Copy the entries out again in full.
Supplied data below:
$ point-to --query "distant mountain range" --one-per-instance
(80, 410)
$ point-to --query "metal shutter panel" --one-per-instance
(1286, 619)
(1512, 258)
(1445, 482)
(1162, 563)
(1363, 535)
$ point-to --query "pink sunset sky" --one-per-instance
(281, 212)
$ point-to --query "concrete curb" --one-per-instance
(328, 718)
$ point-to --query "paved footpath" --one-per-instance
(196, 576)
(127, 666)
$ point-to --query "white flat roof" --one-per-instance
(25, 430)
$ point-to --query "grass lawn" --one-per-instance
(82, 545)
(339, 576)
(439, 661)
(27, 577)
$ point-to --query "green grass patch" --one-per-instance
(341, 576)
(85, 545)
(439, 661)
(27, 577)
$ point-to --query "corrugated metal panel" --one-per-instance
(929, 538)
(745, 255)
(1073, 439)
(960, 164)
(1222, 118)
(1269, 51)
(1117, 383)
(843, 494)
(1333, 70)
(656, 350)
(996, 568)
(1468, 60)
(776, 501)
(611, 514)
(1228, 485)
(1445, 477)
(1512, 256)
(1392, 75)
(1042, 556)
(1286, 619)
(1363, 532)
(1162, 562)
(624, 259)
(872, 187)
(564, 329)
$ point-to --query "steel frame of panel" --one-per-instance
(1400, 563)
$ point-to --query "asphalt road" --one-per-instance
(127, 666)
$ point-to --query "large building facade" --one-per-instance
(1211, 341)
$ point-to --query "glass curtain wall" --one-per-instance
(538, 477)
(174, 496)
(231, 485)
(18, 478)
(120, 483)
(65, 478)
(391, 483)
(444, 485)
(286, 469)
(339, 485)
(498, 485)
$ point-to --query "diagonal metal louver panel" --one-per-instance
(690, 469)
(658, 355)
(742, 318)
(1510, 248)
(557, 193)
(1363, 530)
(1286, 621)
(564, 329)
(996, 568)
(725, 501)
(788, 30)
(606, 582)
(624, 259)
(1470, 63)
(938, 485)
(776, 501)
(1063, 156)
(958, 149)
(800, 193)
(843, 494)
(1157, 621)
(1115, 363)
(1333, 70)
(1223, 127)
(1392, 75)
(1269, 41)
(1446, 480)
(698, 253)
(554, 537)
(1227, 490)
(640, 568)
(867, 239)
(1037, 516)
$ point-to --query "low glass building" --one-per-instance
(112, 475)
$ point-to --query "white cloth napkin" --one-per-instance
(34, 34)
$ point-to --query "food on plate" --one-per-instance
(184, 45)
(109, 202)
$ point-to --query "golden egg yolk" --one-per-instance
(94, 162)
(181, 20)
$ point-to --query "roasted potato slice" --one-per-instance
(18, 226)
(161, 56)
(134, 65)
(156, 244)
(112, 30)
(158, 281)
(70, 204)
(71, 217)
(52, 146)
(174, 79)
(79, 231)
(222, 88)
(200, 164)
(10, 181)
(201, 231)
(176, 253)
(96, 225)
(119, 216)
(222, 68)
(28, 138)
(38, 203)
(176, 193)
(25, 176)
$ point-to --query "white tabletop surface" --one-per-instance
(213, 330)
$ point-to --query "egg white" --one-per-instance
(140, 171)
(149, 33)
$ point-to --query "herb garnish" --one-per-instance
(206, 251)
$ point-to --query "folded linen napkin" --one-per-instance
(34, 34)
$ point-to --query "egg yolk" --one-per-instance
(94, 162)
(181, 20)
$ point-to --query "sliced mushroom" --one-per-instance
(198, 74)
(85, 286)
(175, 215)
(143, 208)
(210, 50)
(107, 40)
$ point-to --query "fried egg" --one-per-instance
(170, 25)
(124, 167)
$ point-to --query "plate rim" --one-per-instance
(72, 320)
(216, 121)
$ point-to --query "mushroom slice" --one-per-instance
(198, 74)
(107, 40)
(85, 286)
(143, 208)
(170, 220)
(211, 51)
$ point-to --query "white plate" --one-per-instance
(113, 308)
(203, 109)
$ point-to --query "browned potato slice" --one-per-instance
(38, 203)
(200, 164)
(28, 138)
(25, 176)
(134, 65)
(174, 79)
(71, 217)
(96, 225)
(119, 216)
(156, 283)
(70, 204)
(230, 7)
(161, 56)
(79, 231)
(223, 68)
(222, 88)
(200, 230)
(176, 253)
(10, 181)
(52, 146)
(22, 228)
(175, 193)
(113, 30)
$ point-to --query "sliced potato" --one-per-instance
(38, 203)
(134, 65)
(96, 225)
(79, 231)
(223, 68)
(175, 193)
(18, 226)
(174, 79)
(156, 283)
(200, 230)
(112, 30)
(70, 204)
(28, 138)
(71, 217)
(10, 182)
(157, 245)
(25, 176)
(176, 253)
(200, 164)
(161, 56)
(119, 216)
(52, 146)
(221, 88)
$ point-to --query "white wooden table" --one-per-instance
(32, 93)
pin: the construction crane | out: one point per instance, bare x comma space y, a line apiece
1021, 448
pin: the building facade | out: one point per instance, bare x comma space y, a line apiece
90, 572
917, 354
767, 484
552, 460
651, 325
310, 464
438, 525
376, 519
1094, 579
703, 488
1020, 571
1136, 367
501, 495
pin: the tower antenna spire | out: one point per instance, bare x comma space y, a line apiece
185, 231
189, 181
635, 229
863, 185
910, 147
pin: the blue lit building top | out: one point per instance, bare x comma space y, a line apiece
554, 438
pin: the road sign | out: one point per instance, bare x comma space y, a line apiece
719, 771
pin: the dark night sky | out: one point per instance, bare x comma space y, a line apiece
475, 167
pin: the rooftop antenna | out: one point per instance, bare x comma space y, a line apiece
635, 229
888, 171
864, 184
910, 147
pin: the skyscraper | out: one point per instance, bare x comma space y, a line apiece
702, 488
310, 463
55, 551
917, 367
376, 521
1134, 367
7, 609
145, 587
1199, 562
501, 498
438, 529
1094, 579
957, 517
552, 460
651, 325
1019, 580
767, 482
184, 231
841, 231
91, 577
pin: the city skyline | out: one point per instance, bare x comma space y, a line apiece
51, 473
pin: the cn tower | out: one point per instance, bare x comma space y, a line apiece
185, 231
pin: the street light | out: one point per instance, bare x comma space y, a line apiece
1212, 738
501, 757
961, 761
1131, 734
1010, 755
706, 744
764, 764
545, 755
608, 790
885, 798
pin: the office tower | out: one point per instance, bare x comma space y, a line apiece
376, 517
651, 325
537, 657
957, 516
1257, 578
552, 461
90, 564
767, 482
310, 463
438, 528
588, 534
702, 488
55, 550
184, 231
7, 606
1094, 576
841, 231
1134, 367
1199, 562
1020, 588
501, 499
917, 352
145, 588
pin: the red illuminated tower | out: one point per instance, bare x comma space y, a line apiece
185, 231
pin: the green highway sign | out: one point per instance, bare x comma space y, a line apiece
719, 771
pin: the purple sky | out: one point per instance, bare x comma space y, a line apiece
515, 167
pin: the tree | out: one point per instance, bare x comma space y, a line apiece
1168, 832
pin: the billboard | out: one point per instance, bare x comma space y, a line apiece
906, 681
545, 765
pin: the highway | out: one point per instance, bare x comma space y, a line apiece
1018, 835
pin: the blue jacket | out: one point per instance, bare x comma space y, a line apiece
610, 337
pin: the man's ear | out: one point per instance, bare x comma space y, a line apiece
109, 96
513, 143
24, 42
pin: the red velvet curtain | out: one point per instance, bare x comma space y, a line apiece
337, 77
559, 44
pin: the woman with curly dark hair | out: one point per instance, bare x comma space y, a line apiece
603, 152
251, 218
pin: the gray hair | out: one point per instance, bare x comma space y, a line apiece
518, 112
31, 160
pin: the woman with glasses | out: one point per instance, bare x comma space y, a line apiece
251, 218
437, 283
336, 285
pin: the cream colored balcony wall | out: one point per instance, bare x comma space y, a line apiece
End of Supplied data.
## Result for this task
$ point-to --query "distant mountain range" --one-per-instance
(80, 410)
$ point-to --query "metal shutter panel" --one-per-instance
(1286, 619)
(1512, 258)
(1445, 482)
(1162, 563)
(1363, 535)
$ point-to --query "pink sunset sky" --one-per-instance
(281, 212)
$ point-to --query "concrete curb" --one-per-instance
(328, 718)
$ point-to --query "paved footpath" --one-per-instance
(196, 576)
(127, 666)
$ point-to --query "white flat roof" --one-per-instance
(25, 430)
$ point-to --query "grass lawn" --one-per-instance
(82, 545)
(339, 576)
(439, 661)
(27, 577)
$ point-to --query "green grass patch" --one-per-instance
(341, 576)
(85, 545)
(439, 661)
(27, 577)
$ point-to --query "corrugated metal panel" --one-per-instance
(929, 538)
(745, 255)
(1073, 439)
(960, 164)
(1222, 118)
(1269, 51)
(1117, 383)
(843, 494)
(1333, 70)
(656, 350)
(996, 568)
(1468, 60)
(776, 501)
(611, 514)
(1228, 485)
(1445, 477)
(1512, 256)
(1392, 75)
(1042, 556)
(1286, 619)
(1363, 532)
(1162, 562)
(624, 259)
(872, 187)
(564, 329)
$ point-to --query "steel frame of panel" --one-per-instance
(1400, 563)
$ point-to --query "asphalt road" --one-per-instance
(127, 666)
$ point-to --query "large building facade" --one-per-instance
(1211, 341)
$ point-to --query "glass curtain wall" --one-per-instance
(538, 477)
(174, 496)
(231, 485)
(18, 478)
(120, 483)
(65, 478)
(391, 483)
(444, 485)
(286, 469)
(339, 485)
(498, 485)
$ point-to --query "diagonal metal louver panel" --one-per-instance
(690, 469)
(658, 355)
(742, 318)
(1510, 248)
(557, 193)
(1363, 530)
(1286, 621)
(564, 329)
(996, 568)
(725, 501)
(788, 30)
(606, 582)
(624, 259)
(1470, 63)
(938, 485)
(776, 501)
(1063, 156)
(958, 149)
(800, 193)
(843, 494)
(1157, 621)
(1115, 363)
(1333, 70)
(1223, 127)
(1392, 75)
(1269, 41)
(1446, 480)
(698, 253)
(554, 537)
(1227, 490)
(640, 568)
(867, 239)
(1037, 516)
$ point-to --query "low glass building" --one-per-instance
(112, 475)
$ point-to --query "white cloth napkin" --one-per-instance
(34, 34)
$ point-to --query "food on plate" --one-per-instance
(184, 45)
(109, 202)
$ point-to --query "golden egg yolk" --one-per-instance
(94, 162)
(181, 20)
$ point-to --query "roasted potato slice" --one-per-instance
(18, 226)
(161, 56)
(134, 65)
(156, 244)
(112, 30)
(158, 281)
(70, 204)
(71, 217)
(52, 146)
(174, 79)
(79, 231)
(222, 88)
(200, 164)
(10, 181)
(201, 231)
(176, 253)
(96, 225)
(119, 216)
(222, 68)
(28, 138)
(38, 203)
(176, 193)
(25, 176)
$ point-to --query "white tabletop surface" --one-per-instance
(213, 330)
$ point-to --query "egg white" --one-per-instance
(140, 171)
(149, 33)
$ point-to --query "herb garnish" --one-per-instance
(206, 251)
$ point-to --query "folded linen napkin" --one-per-instance
(34, 34)
$ point-to --query "egg yolk" --one-per-instance
(94, 162)
(181, 20)
$ point-to --query "sliced mushroom" --one-per-instance
(198, 74)
(85, 286)
(175, 215)
(143, 208)
(210, 50)
(107, 40)
$ point-to --query "fried egg" --one-per-instance
(170, 25)
(124, 167)
$ point-to --query "plate rim" --one-per-instance
(72, 320)
(216, 121)
$ point-to --query "mushroom slice" --one-per-instance
(198, 74)
(107, 40)
(85, 286)
(143, 208)
(170, 220)
(211, 51)
$ point-to --query "white plate" --one-per-instance
(113, 308)
(203, 109)
$ point-to --query "browned potato slice" --one-per-instance
(38, 203)
(200, 164)
(28, 138)
(25, 176)
(134, 65)
(174, 79)
(71, 217)
(96, 225)
(119, 216)
(156, 283)
(70, 204)
(230, 7)
(161, 56)
(79, 231)
(223, 68)
(222, 88)
(200, 230)
(176, 253)
(10, 181)
(52, 146)
(22, 228)
(175, 193)
(113, 30)
$ point-to --query "sliced potato" --one-per-instance
(38, 203)
(134, 65)
(96, 225)
(79, 231)
(223, 68)
(175, 193)
(18, 226)
(174, 79)
(156, 283)
(200, 230)
(112, 30)
(70, 204)
(28, 138)
(71, 217)
(10, 182)
(157, 245)
(25, 176)
(176, 253)
(200, 164)
(161, 56)
(119, 216)
(52, 146)
(221, 88)
$ point-to --query "white wooden table" --one-per-instance
(32, 93)
pin: the construction crane | out: one point per instance, bare x comma space y, a line apiece
1021, 448
pin: the building facade | out: one point per instance, bare x comma space y, a line apiece
90, 572
917, 354
767, 484
552, 460
651, 325
310, 464
438, 525
376, 519
1094, 579
703, 488
1020, 571
1136, 367
501, 495
pin: the tower antenna spire | out: one point per instance, bare x comma space y, a line apiece
185, 231
189, 181
635, 229
863, 185
910, 147
pin: the blue lit building top | out: one point per instance, bare x comma space y, a line apiece
554, 438
pin: the road sign | out: one point per instance, bare x comma space y, a line apiece
719, 771
pin: the dark night sky | out: one point per instance, bare x comma space y, a line apiece
475, 167
pin: the rooftop antenna | out: one point per instance, bare x comma space y, a line apiece
635, 229
888, 171
864, 184
910, 147
pin: the skyscraper | out: one point per instance, bare x comma space y, a line apiece
702, 488
310, 463
55, 551
917, 367
376, 521
1134, 367
7, 609
145, 587
1199, 562
501, 498
438, 529
1094, 579
957, 517
552, 460
651, 325
1019, 580
767, 482
184, 231
841, 231
91, 577
pin: the city skyline | out: one point per instance, bare x comma space y, a line apiece
51, 473
pin: the cn tower | out: one point per instance, bare x comma space y, a line apiece
185, 231
pin: the street light | out: one point per instance, bare x comma space y, a line apiece
1212, 738
501, 757
961, 761
1131, 734
1010, 755
706, 744
764, 764
545, 755
608, 790
885, 798
pin: the office tower | out: one point per instance, bare x comma space y, a line apiece
376, 517
651, 325
537, 657
957, 516
1257, 578
552, 461
90, 564
767, 482
310, 463
438, 528
588, 534
702, 488
55, 550
184, 231
7, 606
1094, 576
841, 231
1134, 367
1199, 562
1020, 588
501, 499
917, 352
145, 588
pin: the red illuminated tower | out: one point per instance, bare x comma space y, a line apiece
185, 231
pin: the green highway sign | out: one point per instance, bare x comma space y, a line apiece
719, 771
pin: the purple sky | out: one point per instance, bare x comma space y, a line apiece
515, 167
pin: the tree | out: one point per instance, bare x comma space y, a line apiece
1168, 832
pin: the billboard | out: one point per instance, bare x comma space y, a line apiece
906, 681
545, 765
pin: the highway | out: one point per instance, bare x comma space y, a line apiece
1018, 835
pin: the blue jacket | out: one point per instance, bare x comma space y, a line apiece
610, 337
pin: the man's ear | out: one point per instance, bare x comma space y, a line apiece
109, 96
513, 143
24, 42
pin: the red velvet curtain | out: one point per instance, bare x comma space y, a line apiece
337, 77
559, 44
pin: the woman with curly dark hair | out: one point per instance, bare x comma space y, a line apiece
603, 152
251, 218
pin: the gray hair | out: one point per instance, bare x comma space y, a line apiece
518, 112
31, 160
pin: the woman with glasses | out: one point per instance, bare x comma space y, a line apiece
251, 218
437, 283
336, 285
pin: the cream colored balcony wall | out: one point per instance, bare x comma space y, a line apiece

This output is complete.